───── Extrait choisi ─────

ATA/995/2022 du 04.10.2022 ( AIDSO ) , PARTIELMNT ADMIS

En fait
En droit
RÉPUBLIQUE ET CANTON DE GENÈVE

 

POUVOIR JUDICIAIRE

A/1490/2021-AIDSO ATA/995/2022

COUR DE JUSTICE

Chambre administrative

Arrêt du 4 octobre 2022

2ème section

 

dans la cause

 

M. A______

contre

SERVICE DES PRESTATIONS COMPLÉMENTAIRES



EN FAIT

1) Mme B______ et M. A______ ont formé le 19 août 2020 une demande de prestations complémentaires familiales en leur faveur et en faveur des enfants C______ (née le ______ 2007) et D______ (née le ______ 2002), qu’ils ont adressée au service des prestations complémentaires (ci-après : SPC). Selon l’attestation 2020, le revenu déterminant unifié (ci-après : RDU) était de CHF 35'410.- pour le couple. Selon les indications renseignées dans le formulaire, les enfants n’avaient pas de comptes bancaires et les parents n’avaient pas de comptes d’épargne.

2) Par deux décisions du 30 octobre 2020, le SPC a alloué à M. A______ des prestations complémentaires familiales et de subsides d’assurance maladie de CHF 802.- par mois rétroactivement d’août à octobre 2020 et dès novembre 2020, et des prestations d’aide sociale et de subside d’assurance-maladie de CHF 0.- rétroactivement d’août à octobre 2022.

3) Le 28 novembre 2020, M. A______ a formé opposition aux décisions du 30 octobre 2020.

Les calculs étaient erronés. Il avait fourni le 11 novembre 2020 la documentation de son compte postal. Sa belle-fille ne recevait pas de pension alimentaire de son père, selon une attestation qu’il enverrait.

4) Le 1er décembre 2020, le SPC a recalculé à CHF 991.- par mois la prestation complémentaire familiale pour l’année 2021, soit, déduction faite du subside mensuel d’assurance-maladie de CHF 890.-, CHF 101.- effectivement versés.

5) Le 4 décembre 2020, le SPC a indiqué avoir pris note de l’opposition et procéder à un nouvel examen du dossier.

6) Le 9 décembre 2020, M. A______ a indiqué que l’épargne de CHF 36'628.65 retenue par le SPC n’était pas correcte car il n’avait pas ces fonds sur son compte. Il produisait diverses pièces relatives à la pension alimentaire que sa belle-fille ne percevait pas.

───── Données fournies ─────

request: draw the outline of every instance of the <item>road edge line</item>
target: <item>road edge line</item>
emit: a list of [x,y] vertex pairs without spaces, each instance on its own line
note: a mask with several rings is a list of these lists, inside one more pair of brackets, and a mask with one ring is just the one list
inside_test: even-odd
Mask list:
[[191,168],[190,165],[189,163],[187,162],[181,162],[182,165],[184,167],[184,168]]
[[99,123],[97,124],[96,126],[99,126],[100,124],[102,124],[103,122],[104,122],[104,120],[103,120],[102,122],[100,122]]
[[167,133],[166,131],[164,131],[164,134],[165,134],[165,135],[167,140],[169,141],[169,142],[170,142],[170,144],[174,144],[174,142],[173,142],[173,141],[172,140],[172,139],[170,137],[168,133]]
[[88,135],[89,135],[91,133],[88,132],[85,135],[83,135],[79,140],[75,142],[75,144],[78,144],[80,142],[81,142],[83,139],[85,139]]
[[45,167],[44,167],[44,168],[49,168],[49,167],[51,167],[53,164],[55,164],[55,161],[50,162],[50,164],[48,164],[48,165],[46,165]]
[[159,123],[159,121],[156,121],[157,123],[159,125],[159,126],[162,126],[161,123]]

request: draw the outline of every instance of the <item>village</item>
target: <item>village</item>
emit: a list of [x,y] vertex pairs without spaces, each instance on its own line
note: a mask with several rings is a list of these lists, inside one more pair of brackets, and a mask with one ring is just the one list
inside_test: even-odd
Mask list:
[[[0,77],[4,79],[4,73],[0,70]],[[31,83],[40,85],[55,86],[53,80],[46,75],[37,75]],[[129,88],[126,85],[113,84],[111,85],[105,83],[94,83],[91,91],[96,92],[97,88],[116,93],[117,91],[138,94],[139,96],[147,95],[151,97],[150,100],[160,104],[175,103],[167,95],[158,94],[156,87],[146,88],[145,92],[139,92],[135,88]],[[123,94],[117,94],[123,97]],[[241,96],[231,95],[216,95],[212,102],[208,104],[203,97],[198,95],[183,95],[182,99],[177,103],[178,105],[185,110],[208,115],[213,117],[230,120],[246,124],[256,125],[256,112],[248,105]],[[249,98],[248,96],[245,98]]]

─────

Pourriez-vous recopier mot pour mot tout ce qui va de « 6) Le 9 décembre » jusqu'à « ne percevait pas. » dans l'arrêt ? Ces données ne servent à rien ici.

6) Le 9 décembre 2020, M. A______ a indiqué que l’épargne de CHF 36'628.65 retenue par le SPC n’était pas correcte car il n’avait pas ces fonds sur son compte. Il produisait diverses pièces relatives à la pension alimentaire que sa belle-fille ne percevait pas.